▸ **Written exercise**
Edit the data from the line containing "of the white" through the end of the data, replacing each "tripod" with "camera stand" and leaving all else unchanged.

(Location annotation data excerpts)
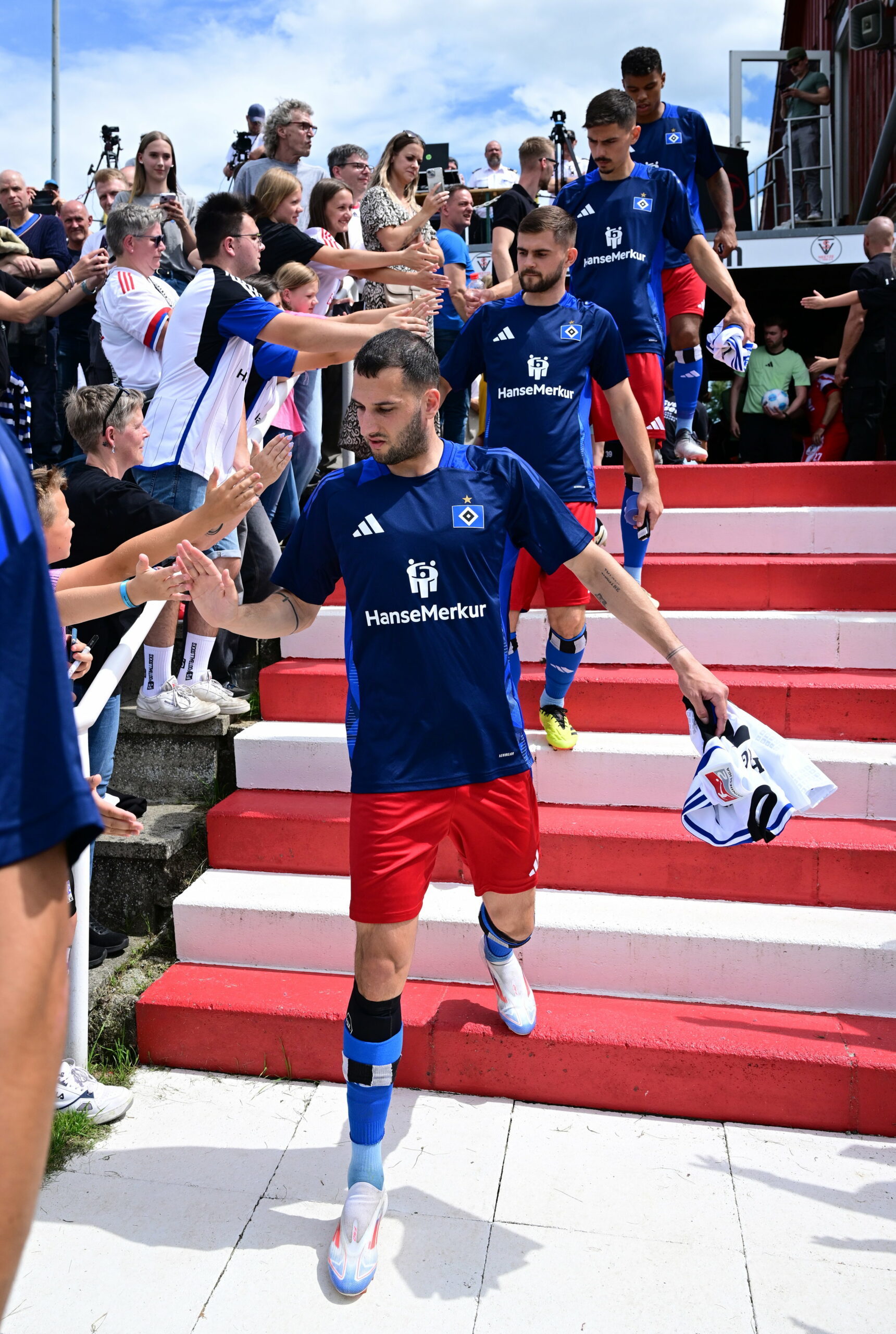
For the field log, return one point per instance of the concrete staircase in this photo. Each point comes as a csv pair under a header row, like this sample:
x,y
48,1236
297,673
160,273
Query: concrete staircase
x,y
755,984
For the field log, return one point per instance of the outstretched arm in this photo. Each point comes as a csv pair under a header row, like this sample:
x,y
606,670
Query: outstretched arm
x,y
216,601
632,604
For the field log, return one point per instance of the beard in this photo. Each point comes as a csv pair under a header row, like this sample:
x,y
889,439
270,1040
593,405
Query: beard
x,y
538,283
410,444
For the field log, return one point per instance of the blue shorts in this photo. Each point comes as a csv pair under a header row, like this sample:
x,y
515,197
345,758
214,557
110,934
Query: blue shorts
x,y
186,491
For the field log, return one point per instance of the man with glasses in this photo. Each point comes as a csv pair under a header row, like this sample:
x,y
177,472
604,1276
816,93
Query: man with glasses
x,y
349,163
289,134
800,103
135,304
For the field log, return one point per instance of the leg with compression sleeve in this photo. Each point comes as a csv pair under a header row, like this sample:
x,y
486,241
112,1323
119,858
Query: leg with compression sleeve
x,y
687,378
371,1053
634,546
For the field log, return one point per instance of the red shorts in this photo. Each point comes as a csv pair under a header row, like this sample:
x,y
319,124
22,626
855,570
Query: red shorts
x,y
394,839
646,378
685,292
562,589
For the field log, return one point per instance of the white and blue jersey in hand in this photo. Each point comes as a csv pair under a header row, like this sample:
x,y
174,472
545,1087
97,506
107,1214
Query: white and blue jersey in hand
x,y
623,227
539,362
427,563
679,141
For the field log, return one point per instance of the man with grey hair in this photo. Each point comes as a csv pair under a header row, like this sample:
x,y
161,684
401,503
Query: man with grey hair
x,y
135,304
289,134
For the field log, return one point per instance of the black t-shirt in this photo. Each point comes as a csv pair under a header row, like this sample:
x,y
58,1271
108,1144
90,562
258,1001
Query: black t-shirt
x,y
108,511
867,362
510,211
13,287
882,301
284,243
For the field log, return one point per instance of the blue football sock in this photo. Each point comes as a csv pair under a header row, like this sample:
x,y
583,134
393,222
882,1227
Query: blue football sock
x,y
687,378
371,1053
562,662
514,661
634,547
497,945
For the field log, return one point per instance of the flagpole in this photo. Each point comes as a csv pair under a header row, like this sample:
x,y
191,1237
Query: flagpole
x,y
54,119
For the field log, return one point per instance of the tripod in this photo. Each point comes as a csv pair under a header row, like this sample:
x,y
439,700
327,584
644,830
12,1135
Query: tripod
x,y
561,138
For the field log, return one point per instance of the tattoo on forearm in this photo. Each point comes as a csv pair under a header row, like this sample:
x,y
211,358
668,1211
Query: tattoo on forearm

▸ **Solution to the problem**
For the field log, return one point per instance of the white and blue jersey in hand in this photo. Each point comes as a csv pair under a header row, like this sample:
x,y
174,472
545,1087
97,506
107,1214
Query: white and blue jersey in hand
x,y
623,227
539,362
427,563
679,141
For the field log, return one point per instance of the man with grey hair in this photo. Each point comes as a csv pair under a header row, like this sample:
x,y
161,684
401,503
Query: man with grey hair
x,y
135,304
289,134
For the field log, return one point per instance of the black t-shirt in this photo. Each point comes as a csv pair under a header row, like this sample:
x,y
58,1271
108,1144
90,562
258,1001
Query: black t-shirt
x,y
108,511
867,362
510,211
13,287
882,301
284,243
For the field log, return one point per instance of the blue football sock in this photo. Each point comes as a csv pair under a header row, like this sample:
x,y
583,134
393,222
882,1227
Query: blue football sock
x,y
687,378
371,1053
562,662
514,661
634,547
497,945
For the field log, return one point per instance of the flagpole in this photo. Each point comes as a csv pair under a header row, like this sample:
x,y
191,1237
Query: flagpole
x,y
54,119
For the field log, return one point per instance of the camera stand in this photo. Each point comes as a csv pair under a header row, like this sample:
x,y
439,700
327,584
644,830
12,1135
Query: camera stand
x,y
561,138
For the field log, return one point per instance of the tattoo on forearm in this photo. Each point comes as a csv pair under a header row, like this sample:
x,y
211,358
668,1211
Query: tattoo on forearm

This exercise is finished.